# [Problem]
Every record below is to be copied exactly, with its images omitted.

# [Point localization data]

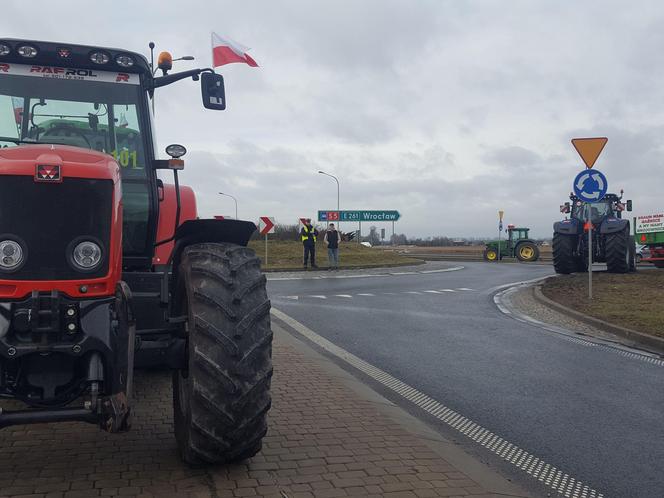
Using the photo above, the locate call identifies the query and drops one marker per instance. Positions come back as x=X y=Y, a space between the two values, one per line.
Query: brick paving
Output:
x=324 y=441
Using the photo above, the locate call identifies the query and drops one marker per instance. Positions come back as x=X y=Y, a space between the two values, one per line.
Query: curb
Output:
x=632 y=338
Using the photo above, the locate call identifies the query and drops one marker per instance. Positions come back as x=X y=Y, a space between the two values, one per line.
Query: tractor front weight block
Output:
x=55 y=351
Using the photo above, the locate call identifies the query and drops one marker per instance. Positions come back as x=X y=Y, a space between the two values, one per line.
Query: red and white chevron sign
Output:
x=266 y=225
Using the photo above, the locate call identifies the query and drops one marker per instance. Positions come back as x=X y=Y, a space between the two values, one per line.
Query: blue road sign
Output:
x=367 y=215
x=590 y=185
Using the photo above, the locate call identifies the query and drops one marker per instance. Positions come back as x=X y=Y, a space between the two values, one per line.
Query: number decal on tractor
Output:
x=126 y=159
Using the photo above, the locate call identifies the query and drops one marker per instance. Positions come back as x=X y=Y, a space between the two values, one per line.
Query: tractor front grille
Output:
x=47 y=217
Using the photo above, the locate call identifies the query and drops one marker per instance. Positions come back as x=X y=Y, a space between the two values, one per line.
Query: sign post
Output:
x=266 y=225
x=590 y=187
x=500 y=233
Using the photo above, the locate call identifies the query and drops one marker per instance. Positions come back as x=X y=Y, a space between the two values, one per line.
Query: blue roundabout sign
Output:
x=590 y=185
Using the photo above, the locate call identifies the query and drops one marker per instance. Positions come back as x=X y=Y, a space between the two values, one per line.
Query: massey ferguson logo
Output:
x=48 y=173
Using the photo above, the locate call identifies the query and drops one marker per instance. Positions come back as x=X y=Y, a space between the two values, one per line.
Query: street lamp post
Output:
x=229 y=195
x=338 y=208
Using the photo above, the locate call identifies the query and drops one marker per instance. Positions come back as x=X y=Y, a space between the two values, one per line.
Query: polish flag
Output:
x=226 y=51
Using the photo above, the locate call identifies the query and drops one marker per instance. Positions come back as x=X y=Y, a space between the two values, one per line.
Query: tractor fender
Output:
x=523 y=241
x=613 y=225
x=210 y=230
x=567 y=227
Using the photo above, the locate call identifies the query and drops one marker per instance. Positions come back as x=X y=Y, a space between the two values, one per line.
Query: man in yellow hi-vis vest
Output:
x=309 y=235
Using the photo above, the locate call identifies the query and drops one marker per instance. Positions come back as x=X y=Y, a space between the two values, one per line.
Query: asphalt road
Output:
x=594 y=412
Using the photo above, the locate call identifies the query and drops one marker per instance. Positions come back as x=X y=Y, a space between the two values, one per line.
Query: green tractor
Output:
x=517 y=245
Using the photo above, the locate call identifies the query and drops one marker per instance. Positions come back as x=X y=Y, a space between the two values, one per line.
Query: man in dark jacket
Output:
x=332 y=238
x=309 y=235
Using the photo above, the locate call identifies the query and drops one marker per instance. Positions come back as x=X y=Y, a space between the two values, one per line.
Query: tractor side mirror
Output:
x=212 y=91
x=160 y=190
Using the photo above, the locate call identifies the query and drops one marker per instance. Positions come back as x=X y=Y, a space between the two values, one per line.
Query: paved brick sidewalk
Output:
x=325 y=440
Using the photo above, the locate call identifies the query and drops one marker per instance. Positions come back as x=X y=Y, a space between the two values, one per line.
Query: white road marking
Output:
x=360 y=275
x=547 y=474
x=442 y=270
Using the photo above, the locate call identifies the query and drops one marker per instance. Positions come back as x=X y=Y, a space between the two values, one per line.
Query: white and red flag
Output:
x=227 y=51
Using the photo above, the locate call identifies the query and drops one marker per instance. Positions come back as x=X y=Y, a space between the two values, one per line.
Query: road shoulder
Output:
x=409 y=430
x=529 y=303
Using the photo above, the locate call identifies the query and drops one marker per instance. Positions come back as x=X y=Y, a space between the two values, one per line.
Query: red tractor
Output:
x=103 y=267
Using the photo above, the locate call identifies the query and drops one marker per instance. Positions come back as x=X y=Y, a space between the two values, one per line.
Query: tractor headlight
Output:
x=86 y=255
x=12 y=255
x=124 y=60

# [Exercise solution]
Using the photo above, the locate call identifies the query and drops one marker per instance. Positions come back as x=X y=Y, a space between the two values, one per line.
Query: brick paving
Output:
x=324 y=441
Using the photo above, the locate call identifies the query and drops one marker per instance. Positions come back as x=X y=Y, a space between the two values, one per line.
Query: curb
Output:
x=632 y=338
Using the photo above, the locate call identifies the query and drops one marker per instance. Positions come back as x=X y=Y, a space between the two values, one per line.
Query: tractor front weight block
Output:
x=55 y=351
Using the photo above, the locate call identifies the query and drops one marker per instance. Positions come back as x=X y=Y, a space between the two values, one per line.
Query: red and white chevron sign
Output:
x=266 y=225
Using the photo above, the locate call identifies the query and drops one marker per instance. Positions come back as x=X y=Y, a space between the two values, one per line.
Query: blue road sign
Output:
x=367 y=215
x=590 y=185
Using the photo above, the locate call identifies the query and drops one marker per instance. Positions come back as x=X y=Y, a space between the two values, one per line.
Query: number decal on tractor
Output:
x=126 y=159
Using the photo above, the locate call identifies the query and drops one marker per instance. Positions come back as x=X y=Y, a space between the two values, one per line.
Query: tractor front grille
Output:
x=47 y=217
Using the photo above, the locate call identifies the query and drops one marker per instance. Positions come back as x=X y=Y, a space between the two values, one per line.
Query: sign post
Output:
x=266 y=225
x=590 y=187
x=500 y=233
Using the photo above, the locate call identifies the query and drops one marker per instance. Positions come back as x=X y=Y, a space between the two values, one per line.
Query: blue roundabout sign
Output:
x=590 y=185
Using the photo above, the locate call identifies the query and drops one marker per instance. Positions come back as x=X y=Y, a space between the two values, one per line.
Query: massey ferguson logo
Output:
x=48 y=173
Using the photo above, the locate call identifies the query and drops one marker per instance. Positions come back as x=X y=Y, a space between the two values, one per line.
Query: street lamp post
Output:
x=229 y=195
x=338 y=208
Using the photo above, the locate call identifies the query and drops one marker per instance. Positions come back as x=X y=Y, a space between the two values, one per line.
Query: polish flag
Output:
x=226 y=51
Using the photo above, the locate call identifies the query and drops one marker per instance. Positions come back as x=X y=Y, a space between the two values, one per line.
Query: tractor fender
Output:
x=523 y=241
x=613 y=225
x=210 y=230
x=567 y=227
Using the photo above, the locate call identifies the query and drops one marker per instance. Positions come back as x=X y=Y, a space between the two values, one per line.
Query: man in yellow hi-vis vest
Output:
x=309 y=235
Using the photo above, the locate call identifies the query and drops one marker per instance. Positions come back as x=X y=Y, a space between the two values, one per line.
Query: asphalt road
Output:
x=594 y=412
Using the photo above, the locate call identifies the query and drops one marker per instance. Positions come back as x=X y=Y, a space between the two values, one per line.
Query: green tractor
Output:
x=517 y=245
Using the photo above, the locate call identifies the query and drops one marker per instance. Positions come back as x=X y=Y, a space between the two values, one per line.
Query: man in dark jacket
Output:
x=332 y=238
x=309 y=235
Using the photo above, the locate call identifies the query and drops one marker per instance. Positions come back as x=X y=Y, a space between the two values, one per line.
Query: tractor side mirror
Output:
x=212 y=91
x=160 y=190
Using the photo above, the locate call identifies the query and drops one marker per instance. Positions come back as x=X y=Y, a space between the two values, one per line.
Query: paved brick sidewalk
Output:
x=325 y=440
Using the photo above, the locate call identifies the query and drops one marker per instance. Positions come back as x=X y=Y, a space between the two values, one per line.
Query: white road marking
Output:
x=360 y=275
x=547 y=474
x=442 y=270
Using the photo above, the locate call identifies the query and drops one marker per instance. Positions come back as x=X y=Y, a space between the two values, one per line.
Query: white and red flag
Output:
x=227 y=51
Using the photo above, the locate call identifies the query and drops one marker per instance. Positions come back as x=X y=Y, a space between the two values, one per line.
Query: road shoulder
Output:
x=409 y=430
x=529 y=303
Using the photo above, the locate call identifies the query and drops one marker per instance. Positions come back as x=X y=Y, a space between the two values, one per line.
Query: red tractor
Output:
x=103 y=267
Using the photo above, the locate call identifies the query and drops one marker per instance. Positions come back as x=X y=Y, a space between the two values, one per line.
Query: tractor headlight
Output:
x=86 y=255
x=12 y=255
x=124 y=60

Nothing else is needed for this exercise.